▸ Exercise goal
Beginning with the line containing "target: distant building" and continuing through the line containing "186 63 L 179", rewrite those records in full, requests included. Multiply every coordinate in the answer paths by 0.6 and round each to a whole number, with halves rounding up.

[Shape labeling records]
Begin

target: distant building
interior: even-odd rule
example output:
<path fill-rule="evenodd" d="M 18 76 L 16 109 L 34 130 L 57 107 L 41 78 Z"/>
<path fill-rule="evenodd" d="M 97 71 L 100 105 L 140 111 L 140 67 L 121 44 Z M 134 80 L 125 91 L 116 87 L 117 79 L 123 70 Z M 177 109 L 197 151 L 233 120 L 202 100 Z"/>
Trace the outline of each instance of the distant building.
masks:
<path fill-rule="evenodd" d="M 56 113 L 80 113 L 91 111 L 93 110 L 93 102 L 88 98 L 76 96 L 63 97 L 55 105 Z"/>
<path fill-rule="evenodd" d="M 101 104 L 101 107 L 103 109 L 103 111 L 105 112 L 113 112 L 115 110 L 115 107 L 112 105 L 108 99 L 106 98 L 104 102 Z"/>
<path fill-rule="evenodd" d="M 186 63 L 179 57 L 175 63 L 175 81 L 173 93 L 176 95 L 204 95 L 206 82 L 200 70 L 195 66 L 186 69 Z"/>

End
Begin

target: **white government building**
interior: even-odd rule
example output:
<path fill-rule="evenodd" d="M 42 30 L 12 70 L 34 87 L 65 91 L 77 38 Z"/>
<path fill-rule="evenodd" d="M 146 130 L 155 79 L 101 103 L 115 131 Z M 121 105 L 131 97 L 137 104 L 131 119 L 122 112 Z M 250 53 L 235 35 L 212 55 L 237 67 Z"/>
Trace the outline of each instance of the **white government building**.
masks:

End

▸ Written solution
target: distant building
interior: even-odd rule
example output:
<path fill-rule="evenodd" d="M 18 76 L 16 109 L 34 130 L 57 107 L 41 78 Z"/>
<path fill-rule="evenodd" d="M 97 71 L 100 105 L 140 111 L 140 67 L 121 44 Z M 134 80 L 125 91 L 116 87 L 117 79 L 123 70 Z M 177 109 L 197 151 L 233 120 L 202 100 Z"/>
Trace the outline of each instance of the distant building.
masks:
<path fill-rule="evenodd" d="M 34 68 L 48 68 L 55 67 L 56 66 L 56 61 L 53 59 L 46 58 L 38 58 L 33 63 Z"/>
<path fill-rule="evenodd" d="M 61 62 L 61 64 L 62 65 L 62 67 L 63 67 L 68 67 L 69 66 L 69 64 L 67 63 L 65 59 L 64 59 L 62 61 Z"/>
<path fill-rule="evenodd" d="M 112 38 L 107 34 L 105 38 L 105 49 L 104 56 L 106 57 L 122 57 L 124 49 L 120 42 L 117 40 L 112 41 Z"/>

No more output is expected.